━━ Text for analysis

I have written many times about the lunacy of having a political process which shows itself to be incapable of holding governments to account: about the ease with which our elected representatives when asked questions by either journalists or other members of parliament can obfuscate, avoid the issue or downright lie. (My last blog in fact commented on the idiocy of presenting a ‘plan’ for change without any measurable success factors which can be used to determine success.)
It strikes me that the issue with this, and the reason that this is never discussed or addressed by our elected representatives themselves, is that this is expected – even desired – behaviour. Politicians KNOW that politicians lie, and they KNOW that they themselves lie. The entire environment has a modus operandi of presenting things ONLY in the way in which flatters the person presenting. Questions are avoided when they would provide revealing answers, and are turned into grand-standing or abuse towards the questioner. Those asking the questions may well harrumph at the lack of response, but with the full knowledge that they employ the same tactics themselves.

━━━━
━━ Stored data

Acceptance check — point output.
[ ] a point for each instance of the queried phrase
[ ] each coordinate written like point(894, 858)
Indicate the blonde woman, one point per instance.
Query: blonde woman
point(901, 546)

━━━━

Please write out the passage about politicians lying again, in full and word for word. Draw only on the passage about politicians lying.

The answer
I have written many times about the lunacy of having a political process which shows itself to be incapable of holding governments to account: about the ease with which our elected representatives when asked questions by either journalists or other members of parliament can obfuscate, avoid the issue or downright lie. (My last blog in fact commented on the idiocy of presenting a ‘plan’ for change without any measurable success factors which can be used to determine success.)
It strikes me that the issue with this, and the reason that this is never discussed or addressed by our elected representatives themselves, is that this is expected – even desired – behaviour. Politicians KNOW that politicians lie, and they KNOW that they themselves lie. The entire environment has a modus operandi of presenting things ONLY in the way in which flatters the person presenting. Questions are avoided when they would provide revealing answers, and are turned into grand-standing or abuse towards the questioner. Those asking the questions may well harrumph at the lack of response, but with the full knowledge that they employ the same tactics themselves.